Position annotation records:

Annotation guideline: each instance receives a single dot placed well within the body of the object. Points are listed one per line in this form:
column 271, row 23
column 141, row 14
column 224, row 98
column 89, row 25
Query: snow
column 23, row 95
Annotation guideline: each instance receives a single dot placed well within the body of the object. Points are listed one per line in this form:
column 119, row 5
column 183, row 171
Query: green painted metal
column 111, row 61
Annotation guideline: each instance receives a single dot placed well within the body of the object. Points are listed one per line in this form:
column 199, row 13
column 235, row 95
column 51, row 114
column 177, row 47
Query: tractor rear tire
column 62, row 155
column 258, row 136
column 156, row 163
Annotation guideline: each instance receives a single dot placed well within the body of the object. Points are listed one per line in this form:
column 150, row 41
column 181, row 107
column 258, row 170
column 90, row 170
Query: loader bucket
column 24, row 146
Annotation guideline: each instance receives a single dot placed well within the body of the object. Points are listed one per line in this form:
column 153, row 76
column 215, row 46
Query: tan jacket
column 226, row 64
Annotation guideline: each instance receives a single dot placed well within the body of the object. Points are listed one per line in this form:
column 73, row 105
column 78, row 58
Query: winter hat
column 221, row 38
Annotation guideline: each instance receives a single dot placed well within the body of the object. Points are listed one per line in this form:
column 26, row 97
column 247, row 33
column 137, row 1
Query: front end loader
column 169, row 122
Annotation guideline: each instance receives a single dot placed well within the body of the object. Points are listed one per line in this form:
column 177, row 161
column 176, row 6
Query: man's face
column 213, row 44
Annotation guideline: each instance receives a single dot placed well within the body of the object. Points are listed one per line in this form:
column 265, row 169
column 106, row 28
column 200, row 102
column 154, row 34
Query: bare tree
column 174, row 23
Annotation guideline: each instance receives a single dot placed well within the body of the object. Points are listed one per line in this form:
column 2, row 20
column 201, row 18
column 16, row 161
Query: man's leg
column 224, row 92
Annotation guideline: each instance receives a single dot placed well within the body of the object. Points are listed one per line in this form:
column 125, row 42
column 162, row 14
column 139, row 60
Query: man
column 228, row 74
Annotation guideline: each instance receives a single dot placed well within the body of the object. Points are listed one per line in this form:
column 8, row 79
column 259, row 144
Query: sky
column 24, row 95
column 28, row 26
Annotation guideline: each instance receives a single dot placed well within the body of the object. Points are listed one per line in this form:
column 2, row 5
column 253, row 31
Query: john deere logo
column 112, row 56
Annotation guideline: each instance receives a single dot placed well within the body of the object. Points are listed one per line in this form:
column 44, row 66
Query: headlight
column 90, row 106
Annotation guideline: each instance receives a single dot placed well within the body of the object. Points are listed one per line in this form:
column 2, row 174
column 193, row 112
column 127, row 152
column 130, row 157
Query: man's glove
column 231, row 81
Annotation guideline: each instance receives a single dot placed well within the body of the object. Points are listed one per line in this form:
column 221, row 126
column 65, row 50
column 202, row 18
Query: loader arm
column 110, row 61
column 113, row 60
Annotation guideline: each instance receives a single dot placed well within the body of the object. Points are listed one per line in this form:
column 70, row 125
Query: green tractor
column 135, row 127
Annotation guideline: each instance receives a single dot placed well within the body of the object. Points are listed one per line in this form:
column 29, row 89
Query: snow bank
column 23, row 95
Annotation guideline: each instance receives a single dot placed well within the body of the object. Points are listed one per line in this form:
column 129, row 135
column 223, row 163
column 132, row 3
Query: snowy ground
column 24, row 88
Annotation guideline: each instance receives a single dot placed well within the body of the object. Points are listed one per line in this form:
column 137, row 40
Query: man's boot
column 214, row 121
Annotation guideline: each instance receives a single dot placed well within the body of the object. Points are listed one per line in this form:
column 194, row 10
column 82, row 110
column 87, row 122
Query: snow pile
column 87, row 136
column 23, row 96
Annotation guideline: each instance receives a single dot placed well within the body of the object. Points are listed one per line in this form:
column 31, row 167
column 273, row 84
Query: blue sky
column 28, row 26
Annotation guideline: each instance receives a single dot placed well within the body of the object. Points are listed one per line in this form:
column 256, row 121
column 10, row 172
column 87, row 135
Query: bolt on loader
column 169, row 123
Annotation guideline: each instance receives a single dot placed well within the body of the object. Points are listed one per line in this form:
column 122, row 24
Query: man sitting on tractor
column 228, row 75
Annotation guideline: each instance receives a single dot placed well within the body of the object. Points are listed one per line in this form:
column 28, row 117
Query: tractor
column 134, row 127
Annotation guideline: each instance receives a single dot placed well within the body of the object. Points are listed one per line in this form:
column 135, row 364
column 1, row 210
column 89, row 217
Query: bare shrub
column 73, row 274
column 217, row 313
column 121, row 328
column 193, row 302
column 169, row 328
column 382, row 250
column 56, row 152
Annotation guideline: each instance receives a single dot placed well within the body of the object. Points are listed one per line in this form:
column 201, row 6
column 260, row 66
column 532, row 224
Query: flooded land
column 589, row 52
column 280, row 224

* What the exercise asks *
Output the complete data exactly as written.

* Result of this task *
Annotation guideline: each instance receives a single dot placed well within the body of the object. Points are listed one per line in this form:
column 271, row 23
column 141, row 14
column 224, row 98
column 89, row 25
Query: snow
column 23, row 95
Annotation guideline: each instance receives a single dot placed well within the body of the object. Points are listed one per line in this form:
column 119, row 5
column 183, row 171
Query: green painted metal
column 111, row 61
Annotation guideline: each instance receives a single dot placed well within the body of the object. Points are listed one per line in this form:
column 199, row 13
column 235, row 95
column 51, row 114
column 177, row 47
Query: tractor rear tire
column 62, row 155
column 258, row 136
column 156, row 163
Annotation guideline: each instance receives a single dot placed well within the body of the object. Points are listed one per line in this form:
column 150, row 41
column 181, row 107
column 258, row 170
column 90, row 170
Query: loader bucket
column 24, row 146
Annotation guideline: each instance receives a single dot placed well within the body of the object. Points are listed one per line in this form:
column 153, row 76
column 215, row 46
Query: tan jacket
column 226, row 64
Annotation guideline: each instance receives a single dot placed well within the body of the object. Points are listed one per line in this form:
column 73, row 105
column 78, row 58
Query: winter hat
column 221, row 38
Annotation guideline: each instance receives a single dot placed well within the body of the object. Points are listed one per line in this form:
column 26, row 97
column 247, row 33
column 137, row 1
Query: front end loader
column 169, row 122
Annotation guideline: each instance receives a single dot placed well within the body of the object. Points are listed one per line in this form:
column 177, row 161
column 176, row 6
Query: man's face
column 213, row 44
Annotation guideline: each instance receives a single dot placed well within the body of the object. Points are listed one per line in this form:
column 265, row 169
column 106, row 28
column 200, row 102
column 154, row 34
Query: bare tree
column 174, row 23
Annotation guideline: each instance receives a single dot placed well within the body of the object. Points are listed one per line in this form:
column 2, row 20
column 201, row 18
column 16, row 161
Query: man's leg
column 224, row 92
Annotation guideline: each instance receives a single dot placed well within the body of the object. Points are listed one per line in this form:
column 125, row 42
column 162, row 14
column 139, row 60
Query: man
column 228, row 74
Annotation guideline: each instance receives a single dot placed well within the body of the object. Points are listed one per line in this form:
column 8, row 79
column 259, row 144
Query: sky
column 24, row 95
column 28, row 26
Annotation guideline: each instance receives a single dot placed well within the body of the object. Points are listed one per line in this form:
column 2, row 5
column 253, row 31
Query: john deere logo
column 112, row 56
Annotation guideline: each instance receives a single dot placed well within the body of the object. Points are listed one per line in this form:
column 44, row 66
Query: headlight
column 90, row 106
Annotation guideline: each instance receives a single dot placed well within the body of the object. Points are listed one per line in this form:
column 2, row 174
column 193, row 112
column 127, row 152
column 130, row 157
Query: man's glove
column 231, row 81
Annotation guideline: each instance receives a single dot placed well within the body of the object. Points are listed one per line in this form:
column 221, row 126
column 65, row 50
column 202, row 18
Query: loader arm
column 110, row 61
column 113, row 60
Annotation guideline: each instance receives a single dot placed well within the body of the object. Points are listed one per line in this form:
column 70, row 125
Query: green tractor
column 135, row 127
Annotation guideline: each instance receives a single dot placed well within the body of the object. Points are listed one per line in this form:
column 29, row 89
Query: snow bank
column 23, row 95
Annotation guideline: each instance receives a single dot placed well within the body of the object. Points are listed one per line in this form:
column 129, row 135
column 223, row 163
column 132, row 3
Query: snowy ground
column 24, row 88
Annotation guideline: each instance receives a single dot placed well within the body of the object. Points are listed one per line in this form:
column 137, row 40
Query: man's boot
column 214, row 121
Annotation guideline: each instance receives a single dot placed well within the body of the object. Points are listed one per line in this form:
column 194, row 10
column 82, row 110
column 87, row 122
Query: snow pile
column 87, row 136
column 23, row 96
Annotation guideline: each instance receives a single dot placed well within the body of the object. Points are listed one per line in this form:
column 31, row 167
column 273, row 84
Query: blue sky
column 28, row 26
Annotation guideline: each instance receives a single dot placed well within the body of the object. Points are listed one per line in this form:
column 256, row 121
column 10, row 172
column 87, row 135
Query: bolt on loader
column 169, row 123
Annotation guideline: each instance receives a single dot placed well within the body of the object. Points are listed one per line in this form:
column 122, row 24
Query: man sitting on tractor
column 228, row 75
Annotation guideline: each instance receives a single dot placed well within the body of the object. Points are listed one per line in this form:
column 28, row 117
Query: tractor
column 134, row 127
Annotation guideline: each instance receives a single dot placed well within the body of the object. Points are listed one per line in this form:
column 135, row 364
column 1, row 210
column 89, row 217
Query: bare shrub
column 73, row 274
column 217, row 313
column 121, row 328
column 193, row 302
column 169, row 328
column 382, row 250
column 56, row 152
Annotation guideline: each instance receives a single dot placed well within the body of the object. Points are listed one per line in this form:
column 201, row 6
column 260, row 66
column 532, row 224
Query: flooded land
column 589, row 52
column 280, row 224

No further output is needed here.